Entries taken from a collection
▼

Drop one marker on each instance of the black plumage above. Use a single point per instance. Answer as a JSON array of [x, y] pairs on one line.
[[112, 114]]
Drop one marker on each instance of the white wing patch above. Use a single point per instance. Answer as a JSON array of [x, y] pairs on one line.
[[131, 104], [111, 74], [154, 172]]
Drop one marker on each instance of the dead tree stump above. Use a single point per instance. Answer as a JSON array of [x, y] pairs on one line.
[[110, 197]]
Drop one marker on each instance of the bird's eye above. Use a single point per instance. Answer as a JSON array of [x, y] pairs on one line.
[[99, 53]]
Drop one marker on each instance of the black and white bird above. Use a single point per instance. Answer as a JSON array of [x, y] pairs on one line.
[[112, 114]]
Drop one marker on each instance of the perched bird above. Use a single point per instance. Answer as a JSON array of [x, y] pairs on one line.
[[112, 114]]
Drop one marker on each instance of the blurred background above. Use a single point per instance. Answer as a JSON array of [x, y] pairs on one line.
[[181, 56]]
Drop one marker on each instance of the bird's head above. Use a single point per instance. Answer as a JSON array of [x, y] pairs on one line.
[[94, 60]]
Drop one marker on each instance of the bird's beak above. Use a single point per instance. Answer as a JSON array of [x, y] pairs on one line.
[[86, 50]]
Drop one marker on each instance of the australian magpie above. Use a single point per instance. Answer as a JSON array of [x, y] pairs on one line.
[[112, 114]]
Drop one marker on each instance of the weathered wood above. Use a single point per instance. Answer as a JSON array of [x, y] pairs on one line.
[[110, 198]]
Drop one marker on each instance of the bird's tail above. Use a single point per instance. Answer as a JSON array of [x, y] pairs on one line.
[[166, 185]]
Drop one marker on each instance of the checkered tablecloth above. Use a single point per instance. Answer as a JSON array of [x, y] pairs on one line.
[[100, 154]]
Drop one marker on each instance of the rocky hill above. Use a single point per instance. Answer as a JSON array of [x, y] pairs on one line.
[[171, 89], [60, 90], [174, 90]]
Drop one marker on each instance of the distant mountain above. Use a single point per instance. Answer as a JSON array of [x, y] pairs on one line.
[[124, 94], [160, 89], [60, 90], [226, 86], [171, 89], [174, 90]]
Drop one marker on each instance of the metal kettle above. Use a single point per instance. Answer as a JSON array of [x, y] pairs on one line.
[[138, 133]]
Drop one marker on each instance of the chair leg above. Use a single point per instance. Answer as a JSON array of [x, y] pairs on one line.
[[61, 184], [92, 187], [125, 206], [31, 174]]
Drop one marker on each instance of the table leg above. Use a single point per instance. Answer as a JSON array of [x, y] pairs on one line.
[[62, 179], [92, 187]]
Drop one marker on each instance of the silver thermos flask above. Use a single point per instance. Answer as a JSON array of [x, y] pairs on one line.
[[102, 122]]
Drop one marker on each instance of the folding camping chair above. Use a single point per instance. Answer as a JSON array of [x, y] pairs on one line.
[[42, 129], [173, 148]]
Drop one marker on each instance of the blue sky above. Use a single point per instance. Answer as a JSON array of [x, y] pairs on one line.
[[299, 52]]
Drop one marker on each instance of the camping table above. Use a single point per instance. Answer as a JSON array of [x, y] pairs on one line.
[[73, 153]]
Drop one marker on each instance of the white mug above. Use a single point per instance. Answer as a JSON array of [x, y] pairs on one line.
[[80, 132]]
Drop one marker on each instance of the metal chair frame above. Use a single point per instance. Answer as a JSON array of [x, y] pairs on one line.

▲

### PROBLEM STATEMENT
Type out the records again exactly, line for line.

### WORKED SOLUTION
Drop one marker on each instance of the black plumage above. Use a single point per instance. Answer as a JSON array of [x, y] pairs on one line.
[[112, 114]]
Drop one marker on each instance of the white wing patch above. Use a single point per instance. Answer as a JSON array of [x, y] pairs on one line.
[[131, 104], [111, 74], [154, 172]]
Drop one marker on each instance of the dead tree stump above. Use a single point per instance. Answer as a JSON array of [x, y] pairs on one line.
[[110, 197]]
Drop one marker on each instance of the bird's eye above. Use a single point per instance. Answer as a JSON array of [x, y] pairs on one line.
[[99, 53]]
Drop one marker on each instance of the black and white bird above. Use a single point per instance. Answer as a JSON array of [x, y] pairs on one line.
[[112, 114]]
Drop one marker on each instance of the perched bird above. Use a single point per instance. Answer as a JSON array of [x, y] pairs on one line.
[[112, 114]]
Drop one marker on each instance of the blurred background above. Use a single point per instance. Answer as a JSON array of [x, y] pairs on one line.
[[181, 56]]
Drop one marker on each instance of the bird's head above. Use a single point per instance. Answer as a JSON array of [x, y] pairs on one line.
[[94, 60]]
Drop one marker on each instance of the bird's beak above. Use a single point per instance. Answer as a JSON array of [x, y] pairs on one line.
[[86, 50]]
Drop one marker on each instance of the australian magpie above. Use a single point per instance. Answer as a JSON array of [x, y] pairs on one line.
[[112, 114]]
Drop one marker on each instance of the weathered wood above. Use a single point per instance. Answer as a JSON array of [x, y] pairs on one line.
[[110, 198]]
Drop one marker on each instance of the bird's tail above. Use a single point per instance. Answer as a JSON array of [x, y] pairs on one line.
[[166, 185]]
Drop one marker on each instance of the checkered tablecloth above. Use a single point per instance. Answer as a JSON array of [x, y] pairs on one line.
[[100, 154]]
Drop one marker on each instance of the rocky hill above. Use a single point per instance. Answer as a JSON array of [x, y] pairs on one line.
[[171, 89], [60, 90], [174, 90]]
Drop one marker on each instance of the distant mountain above. Use a single point per instance. Answer as a JSON array of [x, y] pairs on one line.
[[124, 94], [160, 89], [60, 90], [226, 86], [171, 89], [174, 90]]
Drop one marker on each instance of the metal kettle above. Use a single point per instance. Answer as a JSON array of [x, y] pairs on one line.
[[138, 133]]
Drop one marker on each instance of the chair leg above. Use a single point per instance. Answer as a JSON array of [x, y] pairs on one line.
[[61, 184], [92, 187], [125, 206], [31, 174]]
Drop one marker on each instance of the table leg above. Use a single point per instance. Answer as a JSON array of [x, y] pairs on one line.
[[62, 179], [92, 187]]
Drop one marker on each instance of the silver thermos flask above. Use a single point per instance. Answer as a JSON array of [x, y] pairs on one line.
[[102, 122]]
Drop one marker on each instance of the folding camping chair above. Use a single point per instance. Answer as a JSON array of [x, y] pairs on one line.
[[42, 129], [173, 148]]
Drop one marker on each instance of the blue sky above. Use a single point per instance. Answer as a JSON array of [x, y] pairs on one line.
[[299, 52]]
Drop one marker on each instance of the camping table above. Use a single point per instance. Answer as a JSON array of [x, y] pairs on one line.
[[73, 153]]
Drop one marker on each instance of the white mug above. Use a single point per instance. Answer as a JSON array of [x, y] pairs on one line.
[[80, 132]]
Drop one marker on each instance of the metal chair frame above. Use a single point per instance. Answer as a JSON array of [x, y] pairs on one line.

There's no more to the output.